# Start of Dataset excerpts

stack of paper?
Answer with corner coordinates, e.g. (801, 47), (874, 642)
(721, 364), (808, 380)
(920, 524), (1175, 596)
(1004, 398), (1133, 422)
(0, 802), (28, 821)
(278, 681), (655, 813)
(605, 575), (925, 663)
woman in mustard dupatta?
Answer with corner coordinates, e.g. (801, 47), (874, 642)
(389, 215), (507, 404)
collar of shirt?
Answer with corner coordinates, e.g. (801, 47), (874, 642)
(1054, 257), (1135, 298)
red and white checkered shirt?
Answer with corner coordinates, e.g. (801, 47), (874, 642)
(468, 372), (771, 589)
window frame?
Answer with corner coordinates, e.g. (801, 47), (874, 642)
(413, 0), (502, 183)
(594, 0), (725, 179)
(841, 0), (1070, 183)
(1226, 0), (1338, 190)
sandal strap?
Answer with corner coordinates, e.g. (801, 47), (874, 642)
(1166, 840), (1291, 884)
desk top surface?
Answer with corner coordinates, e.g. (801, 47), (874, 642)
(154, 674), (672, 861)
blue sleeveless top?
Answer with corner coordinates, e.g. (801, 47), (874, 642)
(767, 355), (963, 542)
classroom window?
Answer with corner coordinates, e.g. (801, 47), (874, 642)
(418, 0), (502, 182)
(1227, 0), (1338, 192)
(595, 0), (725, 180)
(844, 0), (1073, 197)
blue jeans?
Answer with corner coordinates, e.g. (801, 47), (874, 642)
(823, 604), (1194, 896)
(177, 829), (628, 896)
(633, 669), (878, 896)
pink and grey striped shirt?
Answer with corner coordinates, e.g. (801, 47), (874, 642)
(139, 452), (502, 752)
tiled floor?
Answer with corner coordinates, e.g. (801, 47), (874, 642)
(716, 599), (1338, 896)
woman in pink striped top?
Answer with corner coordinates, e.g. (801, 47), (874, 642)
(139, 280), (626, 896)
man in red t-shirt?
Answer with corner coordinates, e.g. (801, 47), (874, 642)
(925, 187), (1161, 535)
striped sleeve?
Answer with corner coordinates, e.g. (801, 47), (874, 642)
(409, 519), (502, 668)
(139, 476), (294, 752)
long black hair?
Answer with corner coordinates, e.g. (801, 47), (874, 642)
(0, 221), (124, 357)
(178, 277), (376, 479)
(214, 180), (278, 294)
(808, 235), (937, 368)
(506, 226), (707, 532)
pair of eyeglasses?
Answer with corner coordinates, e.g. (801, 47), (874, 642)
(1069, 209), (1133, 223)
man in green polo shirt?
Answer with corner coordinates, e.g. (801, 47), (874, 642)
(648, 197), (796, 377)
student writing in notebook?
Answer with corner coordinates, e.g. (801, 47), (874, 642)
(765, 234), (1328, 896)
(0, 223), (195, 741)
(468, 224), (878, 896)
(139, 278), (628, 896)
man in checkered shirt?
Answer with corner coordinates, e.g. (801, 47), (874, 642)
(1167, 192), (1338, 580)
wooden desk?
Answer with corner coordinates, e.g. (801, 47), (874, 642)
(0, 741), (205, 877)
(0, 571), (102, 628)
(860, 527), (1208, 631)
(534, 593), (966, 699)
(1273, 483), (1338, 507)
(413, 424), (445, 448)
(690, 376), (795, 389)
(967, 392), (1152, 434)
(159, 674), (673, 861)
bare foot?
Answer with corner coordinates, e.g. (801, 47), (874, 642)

# End of Dataset excerpts

## [The task]
Repeat all of the lines above, substituting "box corners" for every occurrence of "corner coordinates" and leaving everything else as it is.

## [Task answer]
stack of paper?
Answer with box corners, e.g. (801, 47), (874, 642)
(721, 364), (808, 380)
(920, 524), (1175, 596)
(1004, 398), (1133, 422)
(0, 802), (28, 821)
(278, 681), (655, 813)
(605, 575), (925, 663)
woman in mustard dupatta?
Answer with box corners, e.g. (801, 47), (874, 642)
(389, 215), (507, 404)
collar of shirt?
Answer with box corners, e.g. (801, 47), (874, 642)
(1054, 257), (1135, 298)
red and white checkered shirt?
Answer with box corners, e.g. (801, 47), (874, 642)
(468, 372), (771, 589)
window frame?
Answer with box corners, e.g. (801, 47), (874, 642)
(413, 0), (502, 183)
(594, 0), (725, 179)
(841, 0), (1070, 183)
(1226, 0), (1338, 190)
sandal strap?
Answer with box corners, e.g. (801, 47), (874, 642)
(1166, 840), (1291, 884)
desk top surface?
Answer with box corners, e.g. (801, 47), (874, 642)
(154, 674), (672, 861)
blue sleeveless top?
Answer with box corners, e.g. (801, 47), (874, 642)
(767, 355), (963, 542)
classroom window?
Answer with box corners, e.g. (801, 47), (874, 642)
(418, 0), (502, 182)
(1227, 0), (1338, 192)
(595, 0), (725, 180)
(844, 0), (1073, 197)
blue jeans?
Answer with box corners, e.g. (801, 47), (874, 642)
(823, 604), (1194, 896)
(177, 829), (628, 896)
(633, 669), (878, 896)
pink and grey striped shirt?
Answer with box corners, e.g. (801, 47), (874, 642)
(139, 452), (502, 752)
tiled floor?
Answer with box corners, e.g. (801, 47), (874, 642)
(716, 599), (1338, 896)
woman in pink striped top?
Answer with box corners, e.g. (801, 47), (874, 642)
(139, 280), (626, 896)
man in red t-shirt?
Answer with box corners, e.g. (801, 47), (874, 642)
(925, 187), (1161, 535)
striped sleeve?
Answer with box corners, e.g. (801, 47), (874, 642)
(409, 519), (502, 668)
(139, 476), (294, 752)
long black hair?
Answer with box corners, e.g. (801, 47), (874, 642)
(0, 221), (124, 357)
(178, 277), (376, 479)
(214, 180), (278, 294)
(808, 235), (937, 368)
(506, 226), (707, 532)
pair of eyeglasses?
Answer with box corners, e.g. (801, 47), (874, 642)
(1069, 209), (1133, 223)
man in green polo shirt?
Answer with box corners, e.g. (801, 47), (874, 642)
(648, 197), (796, 377)
student writing in notebook?
Answer with box corners, e.g. (801, 47), (874, 642)
(765, 234), (1328, 896)
(0, 223), (195, 741)
(468, 224), (878, 896)
(139, 278), (628, 896)
man in checkered shirt?
Answer with box corners, e.g. (801, 47), (874, 642)
(1167, 192), (1338, 580)
wooden desk?
Answer with box corners, e.g. (801, 47), (874, 642)
(0, 741), (205, 877)
(0, 571), (102, 628)
(860, 527), (1208, 631)
(534, 593), (966, 699)
(1273, 483), (1338, 507)
(413, 424), (445, 448)
(690, 376), (795, 389)
(967, 392), (1152, 434)
(159, 674), (673, 861)
bare foot?
Answer with box corners, e.g. (801, 47), (874, 642)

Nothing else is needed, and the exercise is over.